[Dataset records about object locations]
.....
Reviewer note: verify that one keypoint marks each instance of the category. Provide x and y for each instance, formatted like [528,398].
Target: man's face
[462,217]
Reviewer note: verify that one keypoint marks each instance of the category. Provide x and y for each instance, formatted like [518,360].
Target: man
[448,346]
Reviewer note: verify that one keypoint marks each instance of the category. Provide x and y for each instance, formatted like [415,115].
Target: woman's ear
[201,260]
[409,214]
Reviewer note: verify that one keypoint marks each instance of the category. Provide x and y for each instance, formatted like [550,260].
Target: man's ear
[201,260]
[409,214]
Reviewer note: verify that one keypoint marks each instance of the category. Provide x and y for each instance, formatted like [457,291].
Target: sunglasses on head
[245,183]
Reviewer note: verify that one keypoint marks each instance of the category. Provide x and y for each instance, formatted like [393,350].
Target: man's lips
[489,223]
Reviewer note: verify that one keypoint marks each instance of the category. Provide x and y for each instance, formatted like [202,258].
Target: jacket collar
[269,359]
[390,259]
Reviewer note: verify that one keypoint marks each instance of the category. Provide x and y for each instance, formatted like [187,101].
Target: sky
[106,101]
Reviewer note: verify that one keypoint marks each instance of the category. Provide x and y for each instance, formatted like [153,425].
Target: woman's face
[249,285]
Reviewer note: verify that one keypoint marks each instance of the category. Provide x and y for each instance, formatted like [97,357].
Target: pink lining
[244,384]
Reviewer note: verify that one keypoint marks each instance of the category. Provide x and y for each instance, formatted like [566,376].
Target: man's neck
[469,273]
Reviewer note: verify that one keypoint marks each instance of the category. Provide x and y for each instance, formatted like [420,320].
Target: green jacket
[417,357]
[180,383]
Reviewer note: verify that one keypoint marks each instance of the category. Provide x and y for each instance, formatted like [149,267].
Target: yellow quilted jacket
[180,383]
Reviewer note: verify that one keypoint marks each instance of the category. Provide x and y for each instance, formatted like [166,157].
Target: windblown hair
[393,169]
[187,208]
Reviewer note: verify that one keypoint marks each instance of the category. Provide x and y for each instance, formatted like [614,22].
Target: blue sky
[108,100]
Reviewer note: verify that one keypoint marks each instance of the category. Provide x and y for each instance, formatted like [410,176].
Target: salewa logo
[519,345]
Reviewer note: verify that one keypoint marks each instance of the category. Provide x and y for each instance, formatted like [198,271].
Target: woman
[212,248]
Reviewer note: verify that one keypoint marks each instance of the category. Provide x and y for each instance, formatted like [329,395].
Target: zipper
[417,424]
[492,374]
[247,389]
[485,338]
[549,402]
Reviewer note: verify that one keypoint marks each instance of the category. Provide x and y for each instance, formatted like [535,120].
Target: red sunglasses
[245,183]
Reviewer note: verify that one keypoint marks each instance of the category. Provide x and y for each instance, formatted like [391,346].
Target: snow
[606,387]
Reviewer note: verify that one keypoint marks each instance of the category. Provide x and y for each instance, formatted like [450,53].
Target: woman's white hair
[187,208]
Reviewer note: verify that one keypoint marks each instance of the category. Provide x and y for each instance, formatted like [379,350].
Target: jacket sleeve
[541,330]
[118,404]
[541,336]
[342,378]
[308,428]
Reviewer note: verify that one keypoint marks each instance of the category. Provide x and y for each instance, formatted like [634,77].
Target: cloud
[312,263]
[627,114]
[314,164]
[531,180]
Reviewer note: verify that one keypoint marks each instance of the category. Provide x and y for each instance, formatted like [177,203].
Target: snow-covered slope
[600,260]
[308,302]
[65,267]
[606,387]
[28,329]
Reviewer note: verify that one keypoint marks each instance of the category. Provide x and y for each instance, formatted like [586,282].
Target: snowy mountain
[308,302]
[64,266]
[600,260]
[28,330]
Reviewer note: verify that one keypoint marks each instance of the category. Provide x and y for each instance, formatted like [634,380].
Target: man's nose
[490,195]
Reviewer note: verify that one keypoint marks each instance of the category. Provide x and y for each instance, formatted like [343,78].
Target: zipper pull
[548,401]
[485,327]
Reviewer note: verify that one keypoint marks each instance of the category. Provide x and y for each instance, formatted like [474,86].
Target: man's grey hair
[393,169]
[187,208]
.....
Required work
Go through the data and return every record exactly.

Full response
Reviewer note: verify that one keypoint marks each instance of the category. Provide x and y for each instance, formatted like [528,398].
Target: man's face
[462,217]
Reviewer note: verify that one keypoint marks each instance of the category. Provide x and y for each instance, formatted like [518,360].
Target: man
[448,346]
Reviewer note: verify that one keypoint marks each instance of the category. Provide x and y for each instance, formatted like [415,115].
Target: woman's ear
[201,260]
[409,214]
Reviewer note: verify that one keypoint marks each instance of the category. Provide x and y for each instance, formatted like [550,260].
Target: man's ear
[201,260]
[409,214]
Reviewer note: verify that one keypoint marks each instance of the category. Provide x and y for each instance, formatted like [457,291].
Target: sunglasses on head
[245,183]
Reviewer note: verify that one keypoint marks each instance of the category. Provide x and y for each instance, formatted like [393,350].
Target: man's lips
[489,223]
Reviewer note: verify that one keypoint marks each instance of the category. Provide x and y for each instance, formatted like [202,258].
Target: jacket collar
[269,359]
[390,259]
Reviewer note: verify that one keypoint marks each instance of the category. Provide x and y for each instance, formatted like [187,101].
Target: sky
[106,101]
Reviewer note: verify that one keypoint marks each instance of the category. Provide x and y for each instance, formatted like [153,425].
Target: woman's face
[249,285]
Reviewer note: verify that one keypoint marks each instance of the category. Provide x and y for each instance, formatted like [97,357].
Target: pink lining
[244,384]
Reviewer note: verify that one keypoint marks each instance of the category. Provide x and y for each instance, formatted like [566,376].
Target: man's neck
[469,273]
Reviewer note: verify that one keypoint marks each instance of the category. Provide x and y for each instance, formatted like [420,320].
Target: green jacket
[417,357]
[180,383]
Reviewer note: verify that one keypoint marks each instance of the category. Provide x and y for each instance, formatted like [149,267].
Target: yellow quilted jacket
[180,383]
Reviewer note: verify that one keypoint marks each instance of the category. Provide x and y for each instance, formatted like [166,157].
Target: windblown hair
[393,169]
[187,208]
Reviewer note: verify that one keypoint marks each instance of the category. Provide x and y for each instance, formatted like [614,22].
Target: blue sky
[108,100]
Reviewer note: verify that one keypoint marks each instance of the category. Provide x and y for each instance, formatted like [410,176].
Target: salewa logo
[519,345]
Reviewer note: verify that one keypoint marks each instance of the category. Provide x and y for each instance, formatted like [198,271].
Target: woman
[212,248]
Reviewer note: verify that one keypoint marks each instance of the category. Provide x and y for each instance, formatted like [329,395].
Target: zipper
[417,424]
[492,374]
[247,389]
[485,338]
[549,402]
Reviewer note: verify that one keypoint marks each instance of the category. Provide x and y for each instance, formatted like [535,120].
Target: red sunglasses
[245,183]
Reviewer note: verify that one keypoint marks each instance of the category. Provide x and y for each instance, formatted like [391,346].
Target: snow
[606,387]
Reviewer note: verify that one keypoint marks each instance of the category. Provide x and y for each instance, formatted like [450,53].
Target: woman's white hair
[187,208]
Reviewer note: verify that one keypoint marks each instance of the category. Provide x and y for each instance, formatted like [379,350].
Target: jacket sleeve
[541,330]
[118,404]
[541,336]
[342,378]
[308,428]
Reviewer note: verify that one keypoint marks each instance of the category. Provide x and y for each instance, formatted like [634,77].
Target: cloud
[312,263]
[627,114]
[314,164]
[531,180]
Reviewer note: verify that one keypoint marks each instance of the category. Provide x and y for each instance, formatted like [177,203].
Target: snow-covered slope
[600,260]
[308,302]
[65,267]
[606,387]
[28,329]
Reviewer note: verify that one keypoint marks each instance of the category. Provide x and y for each instance, formatted like [586,282].
Target: snowy mountain
[308,302]
[64,266]
[600,260]
[28,330]
Reviewer note: verify that one keypoint marks each instance of the category. Provide x and y for each instance, formatted like [634,380].
Target: man's nose
[490,195]
Reviewer note: verify that one keypoint marks each instance of the category. Provide x and y for each instance, formatted like [343,78].
Target: zipper pull
[548,401]
[485,327]
Reviewer note: verify that one keypoint marks each instance of the category. Provide x and y for each instance, formatted like [474,86].
Target: man's grey hair
[393,169]
[187,208]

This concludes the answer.